**Assigned task**
Without including any images, set down the records below exactly.

**Supplied data**
__________

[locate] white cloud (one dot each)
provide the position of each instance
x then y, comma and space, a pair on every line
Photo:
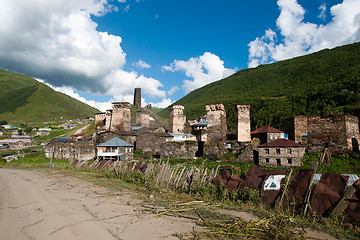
59, 42
163, 104
322, 14
203, 69
126, 8
297, 37
141, 64
173, 90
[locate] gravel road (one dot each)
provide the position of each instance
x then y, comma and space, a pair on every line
37, 205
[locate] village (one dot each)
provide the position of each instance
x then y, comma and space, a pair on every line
116, 138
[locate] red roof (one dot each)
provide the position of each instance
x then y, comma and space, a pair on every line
281, 142
266, 129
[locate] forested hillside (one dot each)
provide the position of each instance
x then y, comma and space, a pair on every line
328, 80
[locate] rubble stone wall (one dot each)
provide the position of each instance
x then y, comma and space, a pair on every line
281, 156
143, 118
243, 123
177, 119
121, 116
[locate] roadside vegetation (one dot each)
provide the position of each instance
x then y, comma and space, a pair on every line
215, 209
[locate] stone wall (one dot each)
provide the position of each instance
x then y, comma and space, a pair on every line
121, 116
143, 118
339, 133
177, 119
108, 114
243, 123
296, 128
102, 137
137, 97
100, 121
216, 123
352, 132
70, 150
281, 156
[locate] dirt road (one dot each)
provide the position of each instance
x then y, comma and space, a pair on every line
35, 205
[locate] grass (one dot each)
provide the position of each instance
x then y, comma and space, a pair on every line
199, 203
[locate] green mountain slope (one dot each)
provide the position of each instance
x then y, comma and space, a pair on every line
22, 98
328, 80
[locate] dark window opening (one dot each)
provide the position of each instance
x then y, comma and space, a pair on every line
278, 162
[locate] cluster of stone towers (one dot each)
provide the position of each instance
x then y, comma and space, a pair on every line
216, 127
119, 117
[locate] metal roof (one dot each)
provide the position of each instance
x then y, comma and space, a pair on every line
115, 142
202, 122
281, 142
266, 129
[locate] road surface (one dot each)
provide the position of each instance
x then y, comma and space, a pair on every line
36, 205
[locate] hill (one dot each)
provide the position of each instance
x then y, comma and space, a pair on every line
328, 80
23, 98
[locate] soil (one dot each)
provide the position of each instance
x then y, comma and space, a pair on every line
37, 205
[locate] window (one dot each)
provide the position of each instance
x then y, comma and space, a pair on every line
278, 162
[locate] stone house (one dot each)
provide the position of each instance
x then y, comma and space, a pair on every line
280, 153
267, 134
180, 137
71, 150
115, 149
337, 132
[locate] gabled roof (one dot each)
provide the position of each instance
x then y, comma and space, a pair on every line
281, 142
266, 129
202, 122
115, 142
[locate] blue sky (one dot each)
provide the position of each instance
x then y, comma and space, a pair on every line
99, 51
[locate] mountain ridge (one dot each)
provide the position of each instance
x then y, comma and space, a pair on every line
328, 80
23, 98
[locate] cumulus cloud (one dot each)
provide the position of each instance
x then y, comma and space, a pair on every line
322, 14
173, 90
59, 42
141, 64
296, 37
163, 104
203, 70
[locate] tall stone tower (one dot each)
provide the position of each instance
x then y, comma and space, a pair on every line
243, 123
108, 114
216, 123
137, 97
143, 118
100, 121
177, 119
121, 116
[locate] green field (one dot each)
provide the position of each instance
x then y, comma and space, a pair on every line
23, 99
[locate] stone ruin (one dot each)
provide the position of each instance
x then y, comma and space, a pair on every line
177, 119
243, 129
137, 97
337, 132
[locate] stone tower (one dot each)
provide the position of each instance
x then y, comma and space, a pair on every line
216, 123
137, 97
177, 119
143, 118
100, 121
108, 114
121, 116
243, 123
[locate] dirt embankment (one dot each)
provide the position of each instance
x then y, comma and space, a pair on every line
36, 205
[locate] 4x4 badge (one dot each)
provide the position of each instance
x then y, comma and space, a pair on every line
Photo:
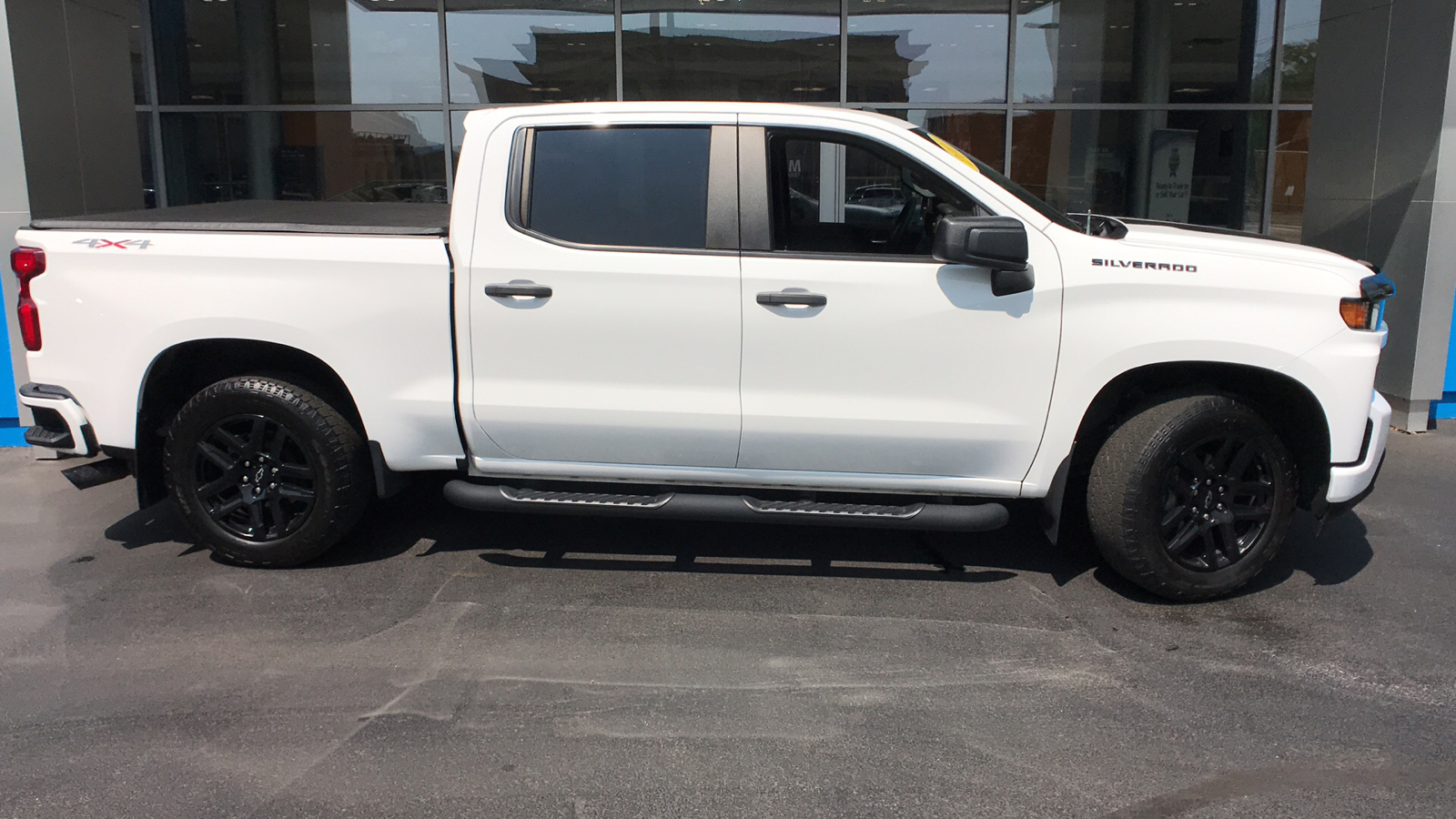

__________

**Result for this exercise**
[locate] white cloud (one dot each)
provide the position of each instance
x then y, comma and space, a pair on every line
Photo:
59, 42
163, 104
322, 14
203, 69
126, 8
297, 37
141, 64
173, 90
[locate] gravel road (one dot each)
provide the position of each instance
x then y, comma and space, a pair on every line
37, 205
[locate] village (one dot each)
provide the position of each instance
x then y, comma and space, a pair on every line
116, 138
[locate] red roof (one dot each)
provide the position of each instance
x then y, comma and space, a pair on every line
281, 142
266, 129
[locate] forested hillside (one dot each)
provide the position of each instance
x then y, comma and space, a pair on every line
328, 80
[locate] rubble stone wall (one dot each)
provide the position of each instance
x then y, comma and space, a pair on every line
281, 156
143, 118
243, 123
177, 119
121, 116
[locate] roadside vegetation (one dot each)
provide the position of each instance
x then y, comma and space, a pair on every line
215, 209
[locate] stone wall (one dot each)
provide the position of each instance
x then y, comma and space, a pair on every line
121, 116
143, 118
339, 133
177, 119
108, 114
243, 123
296, 128
102, 137
137, 97
100, 121
216, 123
352, 132
70, 150
281, 156
[locate] dirt road (one dot each)
provide the position of each instance
x then y, comma and space, a pair on every line
35, 205
[locate] grass (one dot each)
provide the position of each instance
x then y, comma and space, a pair on every line
199, 203
[locate] green mountain slope (one dot each)
provide the position of each instance
x then y, comma and space, a pair on every line
22, 98
328, 80
[locate] dark window opening (one dot each)
provide the position of each instance
x then y, comma and space, a pair on every line
278, 162
[locate] cluster of stone towers (one dot each)
provide the position of each instance
x then y, comma and space, a pair on every line
216, 127
119, 117
[locate] metal roof (one dot each)
provide the position of each instance
x then y, comma and space, a pair on every line
115, 142
202, 122
281, 142
266, 129
[locate] road surface (one dot each)
provide the position of each instance
x then y, comma and space, a pair on every line
36, 205
[locate] hill (one dot each)
provide the position of each instance
x then y, comma and space, a pair on every line
328, 80
23, 98
[locate] soil (one dot each)
provide the position of each instance
x then y, comma and space, a pair on every line
37, 205
[locate] window (one dot each)
provide the position of each instance
x then y, comma and space, a pair on every line
278, 162
[locate] stone house (one dot each)
provide the position of each instance
x then y, comma and space, a pair on every line
280, 153
267, 134
180, 137
71, 150
115, 149
337, 132
[locate] gabled roof (one dot each)
provide the position of each instance
x then y, comma and space, a pair on every line
281, 142
266, 129
202, 122
115, 142
[locate] blue sky (one dot each)
provide the position of each instance
x then y, comma and space, a pair on every line
99, 51
[locate] mountain ridge (one dot each)
provide the position of each instance
x then y, comma and space, a pair on every line
328, 80
23, 98
[locate] cumulus cloud (one dot each)
provide the position of each instance
x then y, comma and space, a pair on every line
322, 14
173, 90
59, 42
141, 64
296, 37
163, 104
203, 70
[locate] tall stone tower (one dot each)
provide the position of each instance
x then y, comma and space, a pair on every line
243, 123
108, 114
216, 123
137, 97
143, 118
100, 121
177, 119
121, 116
[locate] green field (one dot each)
provide the position of each instance
x then y, comma and space, a pair on every line
23, 99
[locate] stone ruin (one dot each)
provide the position of each instance
x then y, comma and space, a pair on every line
177, 119
243, 129
137, 97
337, 132
[locate] stone tower (one dot each)
provide the position of each instance
x then y, comma and space, a pair on every line
216, 123
137, 97
177, 119
143, 118
100, 121
108, 114
121, 116
243, 123
[locate] dirt embankment (one dot each)
provide the position of each instance
x then y, comma and space, a pair on every line
36, 205
[locate] 4x4 badge (one dot each)
provide the position of each instance
x then y, comma and space, a pair on every line
Photo:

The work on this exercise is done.